_Task description_
Go through the material below, noting each line where the string "headboard" appears, and give only the total.

........

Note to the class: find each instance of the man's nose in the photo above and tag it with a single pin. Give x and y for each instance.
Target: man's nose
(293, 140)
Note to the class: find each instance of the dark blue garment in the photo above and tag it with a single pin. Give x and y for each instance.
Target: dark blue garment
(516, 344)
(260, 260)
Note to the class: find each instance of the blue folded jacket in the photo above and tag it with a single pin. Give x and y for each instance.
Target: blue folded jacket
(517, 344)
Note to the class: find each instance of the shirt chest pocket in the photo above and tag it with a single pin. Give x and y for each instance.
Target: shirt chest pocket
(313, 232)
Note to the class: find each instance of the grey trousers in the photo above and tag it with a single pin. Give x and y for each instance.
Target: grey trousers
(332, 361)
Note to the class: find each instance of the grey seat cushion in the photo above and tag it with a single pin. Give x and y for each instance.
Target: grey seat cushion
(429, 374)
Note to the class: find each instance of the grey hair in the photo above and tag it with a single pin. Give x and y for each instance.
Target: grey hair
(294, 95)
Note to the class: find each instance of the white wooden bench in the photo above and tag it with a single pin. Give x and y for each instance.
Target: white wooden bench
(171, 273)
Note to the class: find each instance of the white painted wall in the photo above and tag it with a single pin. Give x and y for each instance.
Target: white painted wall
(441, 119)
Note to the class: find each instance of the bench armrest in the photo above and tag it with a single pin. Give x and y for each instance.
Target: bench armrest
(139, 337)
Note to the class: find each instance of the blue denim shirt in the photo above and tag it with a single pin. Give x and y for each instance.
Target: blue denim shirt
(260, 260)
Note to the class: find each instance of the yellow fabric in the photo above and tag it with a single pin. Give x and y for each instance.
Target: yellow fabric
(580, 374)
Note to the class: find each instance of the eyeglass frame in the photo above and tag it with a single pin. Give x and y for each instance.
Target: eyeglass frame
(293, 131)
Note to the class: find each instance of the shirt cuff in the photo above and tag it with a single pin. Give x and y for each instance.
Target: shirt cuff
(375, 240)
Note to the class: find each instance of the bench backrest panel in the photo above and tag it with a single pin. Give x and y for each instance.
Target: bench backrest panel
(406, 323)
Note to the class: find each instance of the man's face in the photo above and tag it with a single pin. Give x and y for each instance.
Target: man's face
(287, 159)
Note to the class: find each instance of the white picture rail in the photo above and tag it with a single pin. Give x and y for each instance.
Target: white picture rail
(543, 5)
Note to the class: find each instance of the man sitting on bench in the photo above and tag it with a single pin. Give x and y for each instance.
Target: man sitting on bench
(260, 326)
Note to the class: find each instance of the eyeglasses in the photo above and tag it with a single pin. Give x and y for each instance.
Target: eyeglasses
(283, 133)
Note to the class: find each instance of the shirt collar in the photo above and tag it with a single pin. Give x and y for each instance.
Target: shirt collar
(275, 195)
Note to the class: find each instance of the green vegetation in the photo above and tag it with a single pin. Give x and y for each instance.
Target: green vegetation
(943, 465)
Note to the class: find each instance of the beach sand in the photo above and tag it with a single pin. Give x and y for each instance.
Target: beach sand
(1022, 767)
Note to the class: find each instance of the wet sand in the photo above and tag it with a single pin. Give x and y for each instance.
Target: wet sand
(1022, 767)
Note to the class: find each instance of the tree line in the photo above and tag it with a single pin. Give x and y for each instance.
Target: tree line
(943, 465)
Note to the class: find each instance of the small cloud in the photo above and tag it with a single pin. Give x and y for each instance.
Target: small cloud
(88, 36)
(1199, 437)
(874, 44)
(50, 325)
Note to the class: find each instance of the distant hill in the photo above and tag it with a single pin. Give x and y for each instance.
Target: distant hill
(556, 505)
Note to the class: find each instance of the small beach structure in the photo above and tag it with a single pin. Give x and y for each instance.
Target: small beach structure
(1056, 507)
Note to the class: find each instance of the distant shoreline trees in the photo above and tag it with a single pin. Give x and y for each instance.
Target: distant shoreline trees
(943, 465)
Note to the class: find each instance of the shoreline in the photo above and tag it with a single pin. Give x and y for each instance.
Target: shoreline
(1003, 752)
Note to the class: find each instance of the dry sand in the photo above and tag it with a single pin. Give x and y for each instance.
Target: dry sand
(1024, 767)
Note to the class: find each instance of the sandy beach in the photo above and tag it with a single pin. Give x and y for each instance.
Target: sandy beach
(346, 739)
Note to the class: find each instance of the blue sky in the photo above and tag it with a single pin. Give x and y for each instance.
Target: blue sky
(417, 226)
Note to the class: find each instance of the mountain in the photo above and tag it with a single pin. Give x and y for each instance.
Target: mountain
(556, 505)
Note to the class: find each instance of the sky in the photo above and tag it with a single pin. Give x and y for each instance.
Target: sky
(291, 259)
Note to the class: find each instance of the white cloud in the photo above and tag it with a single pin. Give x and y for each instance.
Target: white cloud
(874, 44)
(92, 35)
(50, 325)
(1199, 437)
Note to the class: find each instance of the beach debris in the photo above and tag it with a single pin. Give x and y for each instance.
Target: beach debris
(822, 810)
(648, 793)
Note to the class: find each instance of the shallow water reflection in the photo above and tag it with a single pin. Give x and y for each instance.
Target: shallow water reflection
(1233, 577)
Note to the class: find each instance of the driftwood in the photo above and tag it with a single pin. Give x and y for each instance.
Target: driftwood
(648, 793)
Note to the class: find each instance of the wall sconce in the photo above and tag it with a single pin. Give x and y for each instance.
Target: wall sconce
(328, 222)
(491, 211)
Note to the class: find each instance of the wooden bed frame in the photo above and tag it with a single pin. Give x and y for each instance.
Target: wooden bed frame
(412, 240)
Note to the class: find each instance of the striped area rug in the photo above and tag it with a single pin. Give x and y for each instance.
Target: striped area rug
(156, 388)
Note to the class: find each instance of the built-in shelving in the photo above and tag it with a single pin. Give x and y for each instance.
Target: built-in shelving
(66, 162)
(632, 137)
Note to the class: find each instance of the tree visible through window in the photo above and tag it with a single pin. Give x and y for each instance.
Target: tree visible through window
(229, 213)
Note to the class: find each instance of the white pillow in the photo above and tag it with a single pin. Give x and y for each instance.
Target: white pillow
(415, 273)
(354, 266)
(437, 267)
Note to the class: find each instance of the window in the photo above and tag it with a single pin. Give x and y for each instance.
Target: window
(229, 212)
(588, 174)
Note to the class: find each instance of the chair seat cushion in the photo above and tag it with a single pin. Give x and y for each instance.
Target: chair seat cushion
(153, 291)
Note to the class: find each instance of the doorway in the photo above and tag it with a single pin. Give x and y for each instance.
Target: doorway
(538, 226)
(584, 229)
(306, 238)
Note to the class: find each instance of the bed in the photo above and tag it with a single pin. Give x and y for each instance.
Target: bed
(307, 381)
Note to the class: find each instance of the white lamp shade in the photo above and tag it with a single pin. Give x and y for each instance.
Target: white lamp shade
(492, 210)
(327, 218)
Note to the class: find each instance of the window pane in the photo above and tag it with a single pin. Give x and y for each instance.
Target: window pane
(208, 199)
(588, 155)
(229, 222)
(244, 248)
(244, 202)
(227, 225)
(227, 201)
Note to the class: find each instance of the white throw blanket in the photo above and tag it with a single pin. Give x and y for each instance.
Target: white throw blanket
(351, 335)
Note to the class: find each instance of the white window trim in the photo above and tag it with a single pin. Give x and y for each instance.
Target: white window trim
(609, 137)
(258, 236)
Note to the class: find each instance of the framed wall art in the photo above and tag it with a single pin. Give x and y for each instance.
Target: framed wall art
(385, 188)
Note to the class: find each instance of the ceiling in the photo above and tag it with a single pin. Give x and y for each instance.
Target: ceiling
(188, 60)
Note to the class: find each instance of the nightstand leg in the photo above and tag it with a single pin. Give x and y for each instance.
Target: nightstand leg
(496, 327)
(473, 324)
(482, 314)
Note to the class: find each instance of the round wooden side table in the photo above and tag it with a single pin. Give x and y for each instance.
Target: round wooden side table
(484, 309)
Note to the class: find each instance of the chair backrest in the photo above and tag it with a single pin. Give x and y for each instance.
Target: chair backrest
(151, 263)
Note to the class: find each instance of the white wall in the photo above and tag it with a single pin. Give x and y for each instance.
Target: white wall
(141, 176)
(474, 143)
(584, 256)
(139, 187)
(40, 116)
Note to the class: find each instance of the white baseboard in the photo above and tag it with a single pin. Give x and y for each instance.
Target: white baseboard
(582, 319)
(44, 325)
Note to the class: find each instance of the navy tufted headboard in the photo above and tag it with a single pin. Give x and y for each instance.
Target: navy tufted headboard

........

_Completed task_
2